**Records of labeled points**
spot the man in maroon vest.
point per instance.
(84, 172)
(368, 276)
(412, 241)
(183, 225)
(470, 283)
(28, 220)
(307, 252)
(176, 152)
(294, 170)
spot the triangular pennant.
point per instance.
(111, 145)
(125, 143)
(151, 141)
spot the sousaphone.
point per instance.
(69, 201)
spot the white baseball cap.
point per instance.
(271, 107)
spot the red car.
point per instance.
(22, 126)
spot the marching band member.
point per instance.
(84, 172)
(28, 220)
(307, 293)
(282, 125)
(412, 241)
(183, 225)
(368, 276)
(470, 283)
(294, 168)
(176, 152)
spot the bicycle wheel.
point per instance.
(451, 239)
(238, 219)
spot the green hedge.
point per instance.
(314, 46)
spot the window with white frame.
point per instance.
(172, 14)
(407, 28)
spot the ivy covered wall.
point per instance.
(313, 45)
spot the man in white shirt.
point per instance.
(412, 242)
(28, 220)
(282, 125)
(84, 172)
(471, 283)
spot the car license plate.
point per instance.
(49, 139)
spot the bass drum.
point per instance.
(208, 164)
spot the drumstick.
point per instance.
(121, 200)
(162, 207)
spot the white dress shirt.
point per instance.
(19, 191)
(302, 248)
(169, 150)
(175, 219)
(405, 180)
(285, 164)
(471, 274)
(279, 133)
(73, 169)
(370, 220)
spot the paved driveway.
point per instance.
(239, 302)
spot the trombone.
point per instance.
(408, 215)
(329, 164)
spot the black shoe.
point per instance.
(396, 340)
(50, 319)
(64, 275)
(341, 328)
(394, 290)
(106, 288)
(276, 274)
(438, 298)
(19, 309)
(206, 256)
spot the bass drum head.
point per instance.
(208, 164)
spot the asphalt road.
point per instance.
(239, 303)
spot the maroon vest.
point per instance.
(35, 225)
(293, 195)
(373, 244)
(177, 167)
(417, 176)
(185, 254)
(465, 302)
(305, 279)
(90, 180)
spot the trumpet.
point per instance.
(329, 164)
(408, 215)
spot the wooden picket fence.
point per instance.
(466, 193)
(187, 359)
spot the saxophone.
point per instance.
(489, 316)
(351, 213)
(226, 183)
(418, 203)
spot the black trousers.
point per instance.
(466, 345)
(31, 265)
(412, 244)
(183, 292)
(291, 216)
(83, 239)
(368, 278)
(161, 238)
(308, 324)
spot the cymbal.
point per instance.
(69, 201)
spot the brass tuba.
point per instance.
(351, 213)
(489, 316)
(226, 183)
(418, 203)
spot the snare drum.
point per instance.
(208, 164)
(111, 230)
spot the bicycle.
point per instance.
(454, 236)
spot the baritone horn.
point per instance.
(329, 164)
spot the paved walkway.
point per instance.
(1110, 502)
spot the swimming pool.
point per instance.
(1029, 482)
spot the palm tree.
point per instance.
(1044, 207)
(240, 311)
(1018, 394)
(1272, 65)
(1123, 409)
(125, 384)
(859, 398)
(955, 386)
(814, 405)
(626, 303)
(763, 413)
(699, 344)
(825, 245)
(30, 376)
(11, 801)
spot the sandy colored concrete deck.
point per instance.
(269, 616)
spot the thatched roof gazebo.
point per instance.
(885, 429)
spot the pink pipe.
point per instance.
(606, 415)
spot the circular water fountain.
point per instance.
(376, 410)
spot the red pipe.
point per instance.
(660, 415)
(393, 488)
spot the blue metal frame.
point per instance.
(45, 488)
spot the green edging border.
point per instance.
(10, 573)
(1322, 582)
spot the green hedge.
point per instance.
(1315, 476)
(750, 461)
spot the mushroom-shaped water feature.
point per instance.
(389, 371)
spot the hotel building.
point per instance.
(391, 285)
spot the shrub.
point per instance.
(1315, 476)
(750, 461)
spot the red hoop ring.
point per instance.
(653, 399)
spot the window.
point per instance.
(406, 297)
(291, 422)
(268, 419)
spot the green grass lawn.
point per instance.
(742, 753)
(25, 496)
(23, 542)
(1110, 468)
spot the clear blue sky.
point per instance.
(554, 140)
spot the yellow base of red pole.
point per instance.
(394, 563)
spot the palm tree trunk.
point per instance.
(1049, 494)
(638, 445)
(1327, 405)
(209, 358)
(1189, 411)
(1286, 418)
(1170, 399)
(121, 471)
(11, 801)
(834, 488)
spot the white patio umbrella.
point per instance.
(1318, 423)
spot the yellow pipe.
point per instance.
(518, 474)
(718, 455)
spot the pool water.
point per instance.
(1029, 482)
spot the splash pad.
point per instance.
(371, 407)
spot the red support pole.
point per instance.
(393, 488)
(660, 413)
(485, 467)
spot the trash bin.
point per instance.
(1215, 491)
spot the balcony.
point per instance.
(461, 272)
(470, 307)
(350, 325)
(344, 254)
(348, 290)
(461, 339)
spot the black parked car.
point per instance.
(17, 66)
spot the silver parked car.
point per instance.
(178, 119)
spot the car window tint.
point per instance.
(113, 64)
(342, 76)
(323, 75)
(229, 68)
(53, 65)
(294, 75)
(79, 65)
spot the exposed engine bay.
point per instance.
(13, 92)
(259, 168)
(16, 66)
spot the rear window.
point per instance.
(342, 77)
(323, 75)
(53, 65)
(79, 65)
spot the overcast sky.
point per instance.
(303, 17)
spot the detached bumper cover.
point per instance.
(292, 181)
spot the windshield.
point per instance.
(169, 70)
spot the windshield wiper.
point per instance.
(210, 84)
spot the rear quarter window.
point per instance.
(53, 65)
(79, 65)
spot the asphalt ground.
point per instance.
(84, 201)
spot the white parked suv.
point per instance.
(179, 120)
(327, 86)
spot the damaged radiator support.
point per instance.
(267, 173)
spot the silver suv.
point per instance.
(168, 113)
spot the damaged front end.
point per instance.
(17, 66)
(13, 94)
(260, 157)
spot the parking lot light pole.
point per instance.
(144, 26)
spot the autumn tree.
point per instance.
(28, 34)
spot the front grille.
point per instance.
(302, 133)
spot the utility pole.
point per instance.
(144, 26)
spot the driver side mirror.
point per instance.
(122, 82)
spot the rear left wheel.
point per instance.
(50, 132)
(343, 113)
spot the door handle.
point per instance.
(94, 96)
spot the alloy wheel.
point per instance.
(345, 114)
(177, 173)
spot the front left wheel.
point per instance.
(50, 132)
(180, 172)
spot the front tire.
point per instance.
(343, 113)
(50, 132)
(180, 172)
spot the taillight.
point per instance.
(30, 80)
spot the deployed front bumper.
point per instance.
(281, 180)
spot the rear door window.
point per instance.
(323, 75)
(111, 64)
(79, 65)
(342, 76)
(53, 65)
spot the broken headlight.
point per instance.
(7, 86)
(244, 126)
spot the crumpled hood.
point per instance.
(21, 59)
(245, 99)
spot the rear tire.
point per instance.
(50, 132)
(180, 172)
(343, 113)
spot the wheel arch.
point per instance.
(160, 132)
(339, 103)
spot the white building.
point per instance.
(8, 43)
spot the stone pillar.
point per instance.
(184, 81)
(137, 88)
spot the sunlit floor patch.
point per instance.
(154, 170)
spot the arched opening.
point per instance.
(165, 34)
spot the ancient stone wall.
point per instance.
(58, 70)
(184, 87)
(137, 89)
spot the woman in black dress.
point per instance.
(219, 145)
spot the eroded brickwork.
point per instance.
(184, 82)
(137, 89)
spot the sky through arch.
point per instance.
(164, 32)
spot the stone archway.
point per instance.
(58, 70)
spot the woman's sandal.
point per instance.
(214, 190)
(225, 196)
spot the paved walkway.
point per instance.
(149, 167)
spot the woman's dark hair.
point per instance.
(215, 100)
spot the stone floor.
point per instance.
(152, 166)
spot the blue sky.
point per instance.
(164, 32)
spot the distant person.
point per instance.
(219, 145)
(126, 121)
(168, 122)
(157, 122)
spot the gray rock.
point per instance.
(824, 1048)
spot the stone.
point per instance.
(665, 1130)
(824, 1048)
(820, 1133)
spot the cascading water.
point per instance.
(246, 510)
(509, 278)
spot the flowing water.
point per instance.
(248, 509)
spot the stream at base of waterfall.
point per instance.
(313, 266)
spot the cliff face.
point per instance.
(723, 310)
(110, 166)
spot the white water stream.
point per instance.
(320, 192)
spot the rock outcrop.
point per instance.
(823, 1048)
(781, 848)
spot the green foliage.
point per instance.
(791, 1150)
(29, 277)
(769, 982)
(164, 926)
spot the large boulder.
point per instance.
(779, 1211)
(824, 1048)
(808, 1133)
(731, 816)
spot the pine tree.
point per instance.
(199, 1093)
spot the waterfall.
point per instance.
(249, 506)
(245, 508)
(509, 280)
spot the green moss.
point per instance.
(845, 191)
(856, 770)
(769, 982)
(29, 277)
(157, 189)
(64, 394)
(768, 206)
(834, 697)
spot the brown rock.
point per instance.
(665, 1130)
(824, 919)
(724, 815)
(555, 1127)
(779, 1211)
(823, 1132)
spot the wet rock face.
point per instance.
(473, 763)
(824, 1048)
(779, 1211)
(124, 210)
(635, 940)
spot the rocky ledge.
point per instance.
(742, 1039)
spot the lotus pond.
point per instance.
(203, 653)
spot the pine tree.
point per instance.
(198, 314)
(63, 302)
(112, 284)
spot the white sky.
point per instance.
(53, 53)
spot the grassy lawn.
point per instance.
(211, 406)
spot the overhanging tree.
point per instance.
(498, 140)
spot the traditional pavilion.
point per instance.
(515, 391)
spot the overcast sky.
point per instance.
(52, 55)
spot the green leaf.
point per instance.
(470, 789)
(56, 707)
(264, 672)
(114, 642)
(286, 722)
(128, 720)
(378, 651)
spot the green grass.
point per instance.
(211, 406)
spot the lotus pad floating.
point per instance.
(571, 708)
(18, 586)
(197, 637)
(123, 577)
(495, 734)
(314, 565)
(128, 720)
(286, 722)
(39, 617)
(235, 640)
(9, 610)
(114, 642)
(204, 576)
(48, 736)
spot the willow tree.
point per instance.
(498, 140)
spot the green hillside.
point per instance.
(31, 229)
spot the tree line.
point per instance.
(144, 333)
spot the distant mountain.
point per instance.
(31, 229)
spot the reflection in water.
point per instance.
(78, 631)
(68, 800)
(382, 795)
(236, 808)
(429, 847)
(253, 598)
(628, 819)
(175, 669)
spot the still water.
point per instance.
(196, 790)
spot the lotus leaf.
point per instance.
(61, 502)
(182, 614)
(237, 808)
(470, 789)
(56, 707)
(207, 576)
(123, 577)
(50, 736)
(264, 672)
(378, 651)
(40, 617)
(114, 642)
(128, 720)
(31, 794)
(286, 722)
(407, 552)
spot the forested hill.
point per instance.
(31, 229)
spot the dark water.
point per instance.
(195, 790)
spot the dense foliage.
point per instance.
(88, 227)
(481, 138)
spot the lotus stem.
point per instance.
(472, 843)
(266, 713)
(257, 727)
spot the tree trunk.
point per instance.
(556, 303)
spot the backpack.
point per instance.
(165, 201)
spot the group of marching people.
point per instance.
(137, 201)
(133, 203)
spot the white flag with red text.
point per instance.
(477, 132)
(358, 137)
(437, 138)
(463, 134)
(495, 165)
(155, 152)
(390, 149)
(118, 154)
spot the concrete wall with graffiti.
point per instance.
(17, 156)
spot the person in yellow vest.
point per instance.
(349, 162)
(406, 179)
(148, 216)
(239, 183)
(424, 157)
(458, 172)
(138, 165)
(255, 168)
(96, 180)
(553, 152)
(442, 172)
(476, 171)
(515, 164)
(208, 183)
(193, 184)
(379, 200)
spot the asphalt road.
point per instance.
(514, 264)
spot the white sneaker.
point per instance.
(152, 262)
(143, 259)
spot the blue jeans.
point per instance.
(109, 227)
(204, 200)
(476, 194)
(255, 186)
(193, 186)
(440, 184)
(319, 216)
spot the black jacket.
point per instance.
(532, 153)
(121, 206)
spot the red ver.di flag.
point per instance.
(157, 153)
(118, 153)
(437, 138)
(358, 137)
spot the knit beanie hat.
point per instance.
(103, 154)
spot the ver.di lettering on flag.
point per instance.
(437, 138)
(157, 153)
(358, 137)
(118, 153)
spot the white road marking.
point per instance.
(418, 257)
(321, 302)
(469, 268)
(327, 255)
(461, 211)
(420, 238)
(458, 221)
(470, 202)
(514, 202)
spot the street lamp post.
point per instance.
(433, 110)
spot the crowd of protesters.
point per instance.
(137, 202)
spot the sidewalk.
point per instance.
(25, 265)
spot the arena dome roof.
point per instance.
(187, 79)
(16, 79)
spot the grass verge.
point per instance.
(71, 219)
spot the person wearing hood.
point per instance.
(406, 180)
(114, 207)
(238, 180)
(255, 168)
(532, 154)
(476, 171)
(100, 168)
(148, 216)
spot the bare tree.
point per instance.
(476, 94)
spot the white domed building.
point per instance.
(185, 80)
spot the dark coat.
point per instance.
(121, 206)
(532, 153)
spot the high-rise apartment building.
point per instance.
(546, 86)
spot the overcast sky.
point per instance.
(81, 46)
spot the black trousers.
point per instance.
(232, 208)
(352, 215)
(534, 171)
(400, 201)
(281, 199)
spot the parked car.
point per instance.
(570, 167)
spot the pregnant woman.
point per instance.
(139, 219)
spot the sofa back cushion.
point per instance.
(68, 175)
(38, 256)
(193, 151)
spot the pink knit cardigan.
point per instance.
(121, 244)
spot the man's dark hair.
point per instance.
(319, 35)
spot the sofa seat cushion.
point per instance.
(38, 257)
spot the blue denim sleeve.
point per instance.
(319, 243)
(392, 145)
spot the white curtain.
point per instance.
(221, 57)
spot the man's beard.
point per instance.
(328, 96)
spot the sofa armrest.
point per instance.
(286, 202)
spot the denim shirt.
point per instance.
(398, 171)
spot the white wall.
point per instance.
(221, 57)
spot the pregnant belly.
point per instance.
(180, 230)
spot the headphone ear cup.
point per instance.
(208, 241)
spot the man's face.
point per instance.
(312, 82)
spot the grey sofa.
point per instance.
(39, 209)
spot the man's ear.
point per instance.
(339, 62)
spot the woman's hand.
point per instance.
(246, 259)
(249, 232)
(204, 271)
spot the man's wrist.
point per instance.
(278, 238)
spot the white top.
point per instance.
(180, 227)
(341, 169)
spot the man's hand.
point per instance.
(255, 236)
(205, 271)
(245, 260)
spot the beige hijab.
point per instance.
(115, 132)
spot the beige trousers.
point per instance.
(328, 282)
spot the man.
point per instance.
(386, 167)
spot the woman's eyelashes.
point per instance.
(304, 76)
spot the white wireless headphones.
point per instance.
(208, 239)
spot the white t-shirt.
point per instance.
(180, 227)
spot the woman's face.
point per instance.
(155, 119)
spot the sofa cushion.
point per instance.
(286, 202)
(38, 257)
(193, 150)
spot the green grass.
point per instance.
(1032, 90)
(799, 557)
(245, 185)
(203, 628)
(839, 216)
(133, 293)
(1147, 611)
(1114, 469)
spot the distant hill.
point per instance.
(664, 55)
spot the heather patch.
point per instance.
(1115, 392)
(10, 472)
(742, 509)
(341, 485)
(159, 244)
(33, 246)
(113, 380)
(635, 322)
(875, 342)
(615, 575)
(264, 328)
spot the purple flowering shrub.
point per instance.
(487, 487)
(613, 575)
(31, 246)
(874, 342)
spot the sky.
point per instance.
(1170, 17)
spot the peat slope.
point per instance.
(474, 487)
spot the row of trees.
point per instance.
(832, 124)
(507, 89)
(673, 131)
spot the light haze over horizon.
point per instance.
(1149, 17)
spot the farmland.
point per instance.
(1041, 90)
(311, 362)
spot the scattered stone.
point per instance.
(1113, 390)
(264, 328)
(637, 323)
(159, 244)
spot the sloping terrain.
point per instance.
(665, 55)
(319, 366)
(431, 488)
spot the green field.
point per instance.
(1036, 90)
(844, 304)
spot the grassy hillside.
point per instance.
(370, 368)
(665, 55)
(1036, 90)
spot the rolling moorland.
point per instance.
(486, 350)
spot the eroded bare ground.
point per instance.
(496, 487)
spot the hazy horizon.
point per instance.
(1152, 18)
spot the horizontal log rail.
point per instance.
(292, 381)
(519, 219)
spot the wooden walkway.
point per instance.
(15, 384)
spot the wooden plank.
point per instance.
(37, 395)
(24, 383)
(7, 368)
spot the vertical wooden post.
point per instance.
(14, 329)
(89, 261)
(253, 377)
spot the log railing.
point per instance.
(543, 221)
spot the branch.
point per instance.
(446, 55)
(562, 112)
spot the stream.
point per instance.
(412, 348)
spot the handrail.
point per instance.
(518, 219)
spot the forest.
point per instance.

**What this task involves**
Copy out the lines starting at the one containing "spot the beige trousers." and ending with the last line of the entries. Include nothing else.

**Reply**
spot the beige trousers.
point per instance.
(328, 282)
spot the man.
point per instance.
(386, 167)
spot the woman's eyelashes.
point per instance.
(304, 76)
spot the white wireless headphones.
point per instance.
(208, 239)
spot the white t-shirt.
point per instance.
(180, 227)
spot the woman's face.
point per instance.
(155, 119)
spot the sofa cushion.
point per instance.
(286, 202)
(38, 257)
(193, 150)
spot the green grass.
point per instance.
(1032, 90)
(799, 557)
(245, 185)
(203, 628)
(839, 216)
(133, 293)
(1147, 611)
(1114, 469)
spot the distant hill.
point per instance.
(664, 55)
spot the heather patch.
point per instance.
(1115, 392)
(10, 472)
(742, 509)
(341, 485)
(159, 244)
(33, 246)
(113, 380)
(635, 322)
(875, 342)
(615, 575)
(264, 328)
spot the purple flowering shrub.
point per instance.
(487, 487)
(613, 575)
(31, 246)
(874, 342)
spot the sky.
point per instance.
(1170, 17)
spot the peat slope.
point per instance.
(474, 487)
spot the row of trees.
point per instance.
(832, 124)
(507, 89)
(673, 131)
spot the light haze over horizon.
point per instance.
(1149, 17)
spot the farmland.
point per instance.
(1041, 90)
(311, 362)
spot the scattered stone.
point per instance.
(1113, 390)
(264, 328)
(637, 323)
(159, 244)
spot the sloping terrain.
point per instance.
(665, 55)
(319, 366)
(431, 488)
spot the green field.
point per instance.
(1036, 90)
(844, 304)
spot the grassy hillside.
point per instance.
(370, 368)
(665, 55)
(1036, 90)
spot the rolling moorland.
point per instance.
(486, 350)
spot the eroded bare ground.
point per instance.
(496, 487)
spot the hazy horizon.
point per instance.
(1152, 18)
spot the horizontal log rail.
point per instance.
(292, 381)
(519, 219)
spot the wooden walkway.
point per instance.
(15, 384)
spot the wooden plank.
point per instance.
(37, 395)
(24, 383)
(7, 368)
spot the vertical wooden post.
point per instance.
(14, 329)
(89, 261)
(253, 377)
spot the log railing.
point per instance.
(543, 221)
spot the branch.
point per instance.
(446, 55)
(562, 112)
spot the stream.
point per instance.
(412, 348)
spot the handrail.
point per instance.
(518, 219)
spot the forest.
point per instance.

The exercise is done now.